──────── EXTRACTED RECORDS

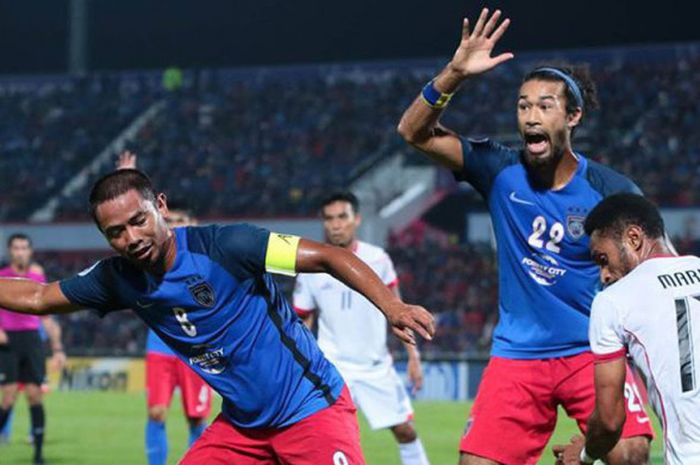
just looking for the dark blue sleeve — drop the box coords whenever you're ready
[211,224,271,280]
[585,160,643,197]
[59,258,125,316]
[454,136,520,198]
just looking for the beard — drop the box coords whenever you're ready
[522,130,568,169]
[617,244,637,279]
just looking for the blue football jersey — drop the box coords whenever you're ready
[457,137,641,359]
[146,329,175,356]
[60,224,345,428]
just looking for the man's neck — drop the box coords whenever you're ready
[10,263,28,274]
[528,148,579,190]
[146,231,177,276]
[642,240,675,262]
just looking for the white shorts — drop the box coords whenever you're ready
[340,364,413,430]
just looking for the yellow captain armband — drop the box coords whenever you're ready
[265,233,301,276]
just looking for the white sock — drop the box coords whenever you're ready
[398,438,430,465]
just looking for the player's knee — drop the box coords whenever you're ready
[24,384,43,405]
[148,405,168,423]
[606,436,650,465]
[187,416,206,428]
[390,422,417,443]
[1,387,18,408]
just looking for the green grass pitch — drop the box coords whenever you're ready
[0,391,663,464]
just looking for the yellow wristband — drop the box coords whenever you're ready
[265,233,301,276]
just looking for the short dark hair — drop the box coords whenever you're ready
[523,63,599,137]
[89,169,157,224]
[7,233,32,248]
[320,191,359,214]
[584,193,664,240]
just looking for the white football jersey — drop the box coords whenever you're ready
[590,255,700,465]
[293,241,398,374]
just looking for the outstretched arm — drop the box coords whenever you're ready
[295,239,434,345]
[0,279,82,315]
[397,8,513,171]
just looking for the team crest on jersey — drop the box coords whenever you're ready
[566,215,586,240]
[188,281,216,307]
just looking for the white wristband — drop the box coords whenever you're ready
[579,447,595,464]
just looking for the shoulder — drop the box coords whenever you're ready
[29,263,45,275]
[185,223,268,252]
[584,159,642,197]
[357,241,385,259]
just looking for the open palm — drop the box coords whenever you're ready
[450,8,513,77]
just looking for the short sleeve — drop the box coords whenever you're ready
[589,292,628,362]
[378,252,399,288]
[213,224,271,279]
[454,136,520,198]
[59,259,124,316]
[293,275,316,316]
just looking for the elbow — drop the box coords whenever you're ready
[397,120,424,147]
[396,120,414,143]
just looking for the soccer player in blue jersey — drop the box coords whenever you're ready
[144,207,211,465]
[0,169,434,464]
[115,151,212,465]
[398,8,652,465]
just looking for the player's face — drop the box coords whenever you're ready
[8,238,32,269]
[322,201,360,248]
[517,79,579,168]
[590,231,639,287]
[166,209,197,228]
[95,189,172,269]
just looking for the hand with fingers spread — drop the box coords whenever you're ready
[384,301,435,345]
[448,8,513,79]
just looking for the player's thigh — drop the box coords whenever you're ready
[175,359,212,419]
[459,357,558,465]
[348,367,413,430]
[179,414,276,465]
[274,386,366,465]
[15,333,45,386]
[146,353,177,408]
[556,352,654,439]
[0,345,19,386]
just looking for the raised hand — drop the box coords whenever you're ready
[116,150,137,170]
[448,8,513,79]
[385,302,435,345]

────────────────

Could you repeat all of the data exactly, minus the pictures?

§ SOLUTION TO THIS EXERCISE:
just looking for the dark blue sleeve — drop the box coords whenever you're ready
[211,224,271,280]
[585,160,643,197]
[59,258,125,316]
[454,136,520,198]
just looking for the beard — drop the box coords whenever you're ready
[522,130,568,169]
[617,244,637,279]
just looking for the blue football jersey — drop the box coords whenever you're ready
[457,137,641,359]
[146,329,175,356]
[60,224,345,428]
just looking for the man's neck — drop the box coords whenever you're ready
[10,263,28,274]
[528,148,579,190]
[146,231,177,276]
[642,240,675,262]
just looking for the white shorts — drop the box coords whenever you're ready
[340,364,413,430]
just looking for the yellow captain armband — drop the box coords whenever you're ready
[265,233,301,276]
just looking for the white sock — drop the box coords whenever you're ready
[398,438,430,465]
just looking for the player's knee — drop the box coords whenever you're ready
[24,384,43,405]
[148,405,168,423]
[606,436,650,465]
[187,416,206,428]
[390,422,417,443]
[1,387,18,408]
just looking for the green grass pitch — drop the box coords whenever you're ready
[0,391,663,464]
just looking for the yellow wristband — drop the box coords whenever you're ready
[265,233,301,276]
just looking for the short dark hair — drop the box coords whenever you're ready
[523,63,599,137]
[89,169,157,224]
[7,233,32,248]
[320,191,359,214]
[584,193,664,240]
just looking for the white football jersey — drop the box coords whenever you're ready
[590,255,700,465]
[293,241,398,374]
just looking for the outstretched arm — drop the box coords whenever you're ready
[295,239,434,345]
[0,279,82,315]
[397,8,513,171]
just looking for the team crest on jersey — drop the box coords whenever you're ready
[566,215,586,240]
[188,281,216,307]
just looking for the white wristband — drop the box coords whenever you're ready
[579,447,595,464]
just looking for the shoulder — drop the box coords whenever you're ready
[29,263,45,275]
[185,223,268,252]
[584,159,642,197]
[357,241,385,259]
just looking for the open palm — drop the box coords whenever you're ready
[450,8,513,77]
just looking for the short sleeve — drop the box coords whenever you're ready
[589,292,628,362]
[378,252,399,288]
[213,224,271,279]
[454,136,520,198]
[59,259,124,316]
[293,275,316,316]
just looking for the elbow — drop the box coords whenever you're ready
[397,120,424,147]
[396,120,414,143]
just looking for the soccer player in blue jersey — drop the box coords whenever you're ready
[144,207,211,465]
[0,169,434,464]
[115,151,212,465]
[398,8,652,465]
just looking for the player's face — drop the box coords whenever you're ready
[8,238,32,269]
[322,201,360,248]
[517,79,579,168]
[590,231,639,287]
[166,209,197,228]
[95,189,172,269]
just looking for the hand with fingers spread — drop the box coords whenever you're ready
[384,301,435,345]
[448,8,513,79]
just looking for the player's thigh — drop the box coords whenever you're ready
[175,359,212,419]
[459,357,558,465]
[348,367,413,430]
[179,414,276,465]
[274,386,366,465]
[15,333,45,386]
[146,353,177,408]
[556,352,654,439]
[0,345,19,386]
just looking for the raised hand — drop the box coords whenever you're ready
[116,150,137,170]
[448,8,513,79]
[385,302,435,345]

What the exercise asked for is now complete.